## Requirements
Edit the lines below by replacing "marker" with "dot" everywhere it occurs, keeping everything else the same, and leave out the pictures.

## Recorded information
+-------+

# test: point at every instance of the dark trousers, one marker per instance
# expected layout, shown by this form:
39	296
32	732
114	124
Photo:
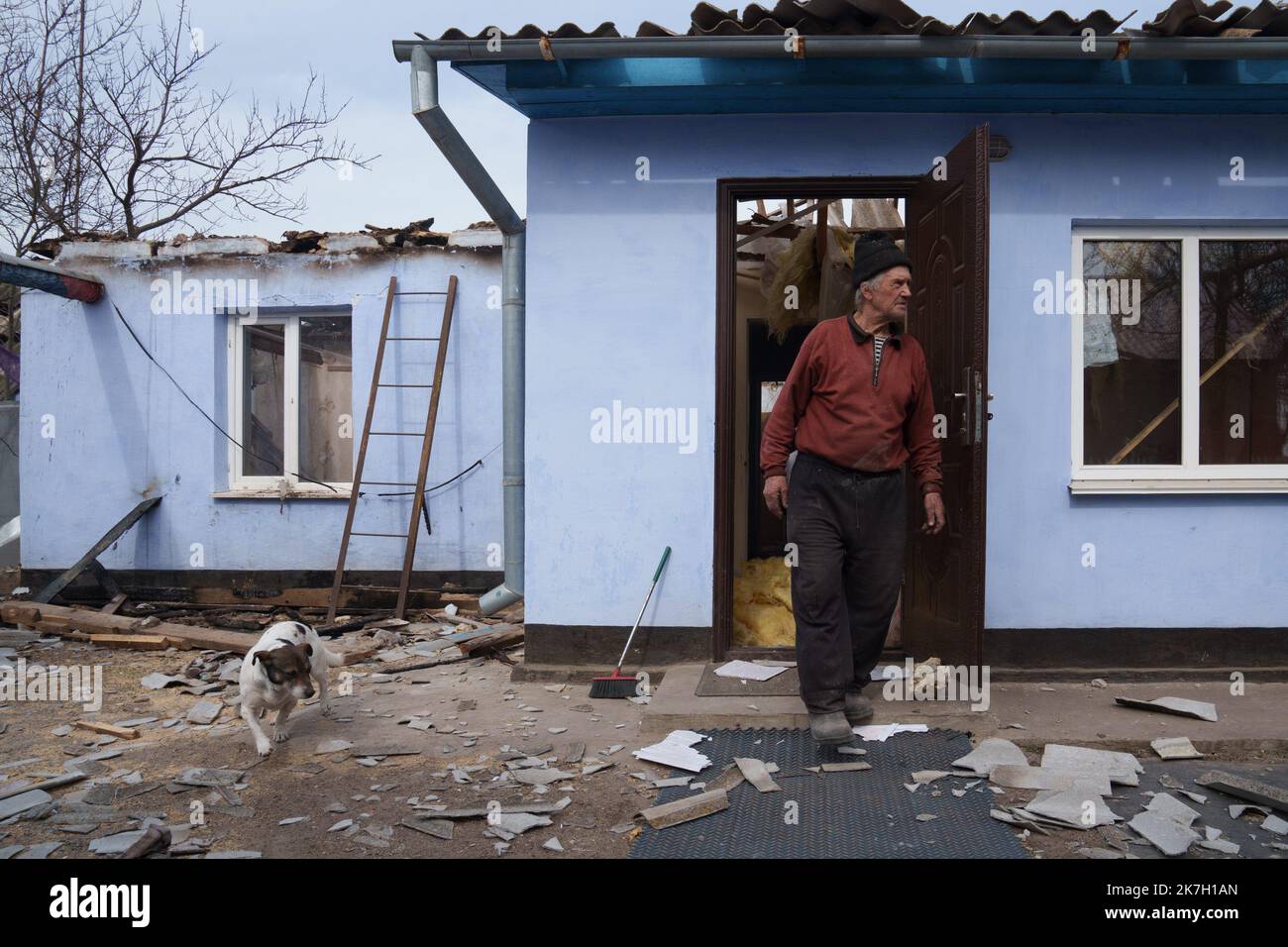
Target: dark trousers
848	530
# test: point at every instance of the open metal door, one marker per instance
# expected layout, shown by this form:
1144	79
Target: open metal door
947	213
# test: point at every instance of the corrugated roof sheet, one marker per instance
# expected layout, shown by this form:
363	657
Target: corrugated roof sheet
896	18
1197	18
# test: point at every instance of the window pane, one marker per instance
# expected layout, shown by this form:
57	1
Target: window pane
1131	352
263	382
1243	352
326	399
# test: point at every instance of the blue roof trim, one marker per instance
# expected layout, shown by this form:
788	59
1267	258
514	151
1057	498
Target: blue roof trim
587	88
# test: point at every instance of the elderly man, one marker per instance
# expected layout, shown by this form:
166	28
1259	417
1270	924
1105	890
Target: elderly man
855	407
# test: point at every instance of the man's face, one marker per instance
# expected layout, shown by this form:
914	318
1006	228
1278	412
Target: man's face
892	294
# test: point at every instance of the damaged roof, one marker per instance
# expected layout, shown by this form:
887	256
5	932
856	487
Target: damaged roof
894	18
883	55
482	236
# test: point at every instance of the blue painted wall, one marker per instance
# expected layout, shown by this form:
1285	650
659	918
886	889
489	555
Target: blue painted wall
622	305
124	432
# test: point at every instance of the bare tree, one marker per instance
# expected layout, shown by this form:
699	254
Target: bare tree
104	128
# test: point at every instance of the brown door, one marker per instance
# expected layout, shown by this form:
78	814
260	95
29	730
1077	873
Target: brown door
943	602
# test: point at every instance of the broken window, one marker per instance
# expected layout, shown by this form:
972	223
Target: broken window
291	386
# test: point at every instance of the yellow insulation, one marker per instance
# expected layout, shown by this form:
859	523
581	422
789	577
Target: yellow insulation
763	605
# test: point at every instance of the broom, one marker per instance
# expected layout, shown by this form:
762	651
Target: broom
616	684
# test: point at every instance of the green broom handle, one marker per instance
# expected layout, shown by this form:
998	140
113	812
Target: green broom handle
657	574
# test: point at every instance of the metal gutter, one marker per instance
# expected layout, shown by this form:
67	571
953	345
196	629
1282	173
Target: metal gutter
35	274
1112	47
429	114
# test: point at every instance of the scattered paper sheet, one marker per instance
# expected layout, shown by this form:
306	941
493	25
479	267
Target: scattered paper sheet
677	751
881	732
746	671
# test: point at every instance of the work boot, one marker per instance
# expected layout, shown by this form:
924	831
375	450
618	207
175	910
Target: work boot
858	709
829	729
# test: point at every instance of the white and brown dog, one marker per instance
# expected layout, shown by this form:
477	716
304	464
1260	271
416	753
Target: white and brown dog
275	674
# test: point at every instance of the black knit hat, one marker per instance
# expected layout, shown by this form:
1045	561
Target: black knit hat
876	253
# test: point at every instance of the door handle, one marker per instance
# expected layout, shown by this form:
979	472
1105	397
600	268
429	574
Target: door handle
965	431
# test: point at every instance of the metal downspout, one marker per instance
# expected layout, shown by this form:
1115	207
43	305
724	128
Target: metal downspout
429	114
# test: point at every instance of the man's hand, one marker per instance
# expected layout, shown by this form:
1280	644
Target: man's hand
776	495
935	518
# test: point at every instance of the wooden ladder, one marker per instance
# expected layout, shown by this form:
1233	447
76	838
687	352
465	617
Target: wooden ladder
417	500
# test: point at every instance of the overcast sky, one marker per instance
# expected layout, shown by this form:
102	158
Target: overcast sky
267	48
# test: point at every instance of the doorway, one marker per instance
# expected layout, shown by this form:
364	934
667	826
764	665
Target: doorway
777	235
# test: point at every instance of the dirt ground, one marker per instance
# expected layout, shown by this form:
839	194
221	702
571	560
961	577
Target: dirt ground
281	788
478	715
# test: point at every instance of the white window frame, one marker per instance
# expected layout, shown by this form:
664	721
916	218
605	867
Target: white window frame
290	483
1189	475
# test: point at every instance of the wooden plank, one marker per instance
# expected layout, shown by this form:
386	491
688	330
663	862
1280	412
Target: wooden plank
137	642
46	785
111	536
115	604
64	621
108	728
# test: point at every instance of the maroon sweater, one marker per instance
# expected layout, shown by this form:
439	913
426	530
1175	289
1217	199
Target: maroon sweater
833	407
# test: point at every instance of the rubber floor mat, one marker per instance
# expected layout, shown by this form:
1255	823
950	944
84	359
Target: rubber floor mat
850	814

+-------+

## Result for this task
# test: point at every instance of the dark trousers, one dot per instance
# expected layout, shown by this form:
39	296
32	732
114	124
Photo:
Target: dark trousers
848	530
# test: point at every instance of the open metal door, one dot per instance
# expected layout, shown by this form:
1144	79
Target: open metal door
947	213
# test: point at every instance of the corrugated roof sheet, one dot per instance
# expected layout, shown by this form:
363	657
Target: corrugated roof sheet
896	18
1197	18
# test: point at every instance of the window pane, one dot per instance
# expected layout, shown by this form:
57	1
Target: window pane
1131	352
263	382
1243	352
326	399
# test: point at every instance of the blue roof trim, one dot per instance
# expected layout, shown by this form:
788	59
1267	258
514	151
1057	498
Target: blue roof trim
587	88
# test: point at every instance of the elderly man, one dot per instance
# expected layout, shown by this form:
166	28
1259	417
1270	924
1105	890
Target: elderly man
855	407
# test: point at every instance of the man's face, one dot per instance
# expected layout, shown by this form:
914	318
1006	228
1278	412
Target: man's face
892	294
# test: point at every instance of the damaged roof, one dot per instance
# expected layout, shown by this form:
887	256
5	932
856	487
Target: damaged roof
894	18
883	55
482	236
# test: point at every instance of the blue painted wall, one dot per instance
# expected layout, shown by this form:
1285	650
659	918
886	889
489	555
Target: blue painted wall
622	305
124	432
# test: point at every instance of the bare tree, one dot per instance
# expected layout, shown by this form:
699	254
Target: bare tree
104	128
# test: point at every instance of the brown door, one dot per instance
# expected layout, shown by this form:
78	814
260	95
29	730
1077	873
Target: brown door
943	602
# test: point at every instance of the broken window, one dot per instance
# expected layout, shown by this form:
972	223
Target: broken window
291	386
# test: point at every instance of the yellow insulation, one dot per instance
# expected layout, shown by this form:
859	523
581	422
789	577
Target: yellow insulation
763	605
# test: point at every instance of the broom, one dot per instance
# expected layout, shown by this form:
762	651
Target: broom
616	684
# test: point at every instance of the green broom handle, one dot per instance
# expected layout, shown by this form:
998	140
113	812
Target: green broom handle
657	574
# test: point at every instance of the metal gutter, one dot per instance
# expected layout, shown by this form:
67	571
953	345
196	629
1282	173
Target: metal gutter
35	274
1112	47
429	114
# test: point at every instance of the scattered paper sheet, one dot per instance
# expected layout, shown by this form:
306	941
493	25
479	267
Target: scattered paper sheet
677	751
881	732
746	671
# test: point at every instance of the work boot, one dot per instance
# expected layout, shown by this form:
924	831
375	450
618	207
175	910
Target: work boot
858	709
829	729
# test: point at every instance of the white and brown dog, one dot per instance
# expected layout, shown by this form:
477	716
304	464
1260	271
416	753
Target: white and brown dog
275	674
# test: point at every instance of the black knit hat, one dot per instance
# expected layout, shown by this form:
1045	561
Target: black knit hat
876	253
# test: point at every instance of the door handle, one dot per instance
# expected layout, shown by this form:
979	472
1105	397
600	268
429	574
Target: door handle
965	431
# test: point at every instance of the metal downspout, one dot per instance
# expected layout, shown by this form:
1115	207
43	305
724	128
Target: metal downspout
429	114
# test: point at every instance of the man's hand, one dot per instance
# expected layout, shown by this form:
1280	644
Target: man's hand
776	495
935	518
# test: point at every instance of the wooden ladder, one dot per instance
# expected layout, shown by this form:
1233	447
76	838
687	352
465	617
Target: wooden ladder
417	500
# test: point at every instance of the overcast sky, one dot per instance
# expected layout, shown by this form:
102	158
Target: overcast sky
267	48
# test: point at every instance of the doorway, one dot per instance
# expected layout, shown by this form:
364	934
667	826
764	665
Target: doorway
777	235
# test: point at every instance of the dirt ground, one dot per instance
# expected layout, shown by this form:
839	194
221	702
571	560
961	577
Target: dirt ground
281	788
478	715
# test: point at every instance of the white window frame, one dot per instance
# expected layout, shown by this form:
664	721
916	218
605	867
Target: white window frame
290	483
1189	475
# test: point at every instance of the wooden plank, one dot per instance
# expected layout, shown by this form:
386	491
688	330
663	862
1280	412
Target: wooden plank
137	642
46	785
111	536
115	604
64	621
108	728
# test: point at every instance of the maroon sweater, one dot per instance
# expected layout, shown by this form:
439	913
426	530
1175	289
1217	199
Target: maroon sweater
833	407
# test: point at every instance of the rubber floor mat, one dot per instance
# expected layout, shown by this form:
1255	823
950	944
84	359
Target: rubber floor mat
850	814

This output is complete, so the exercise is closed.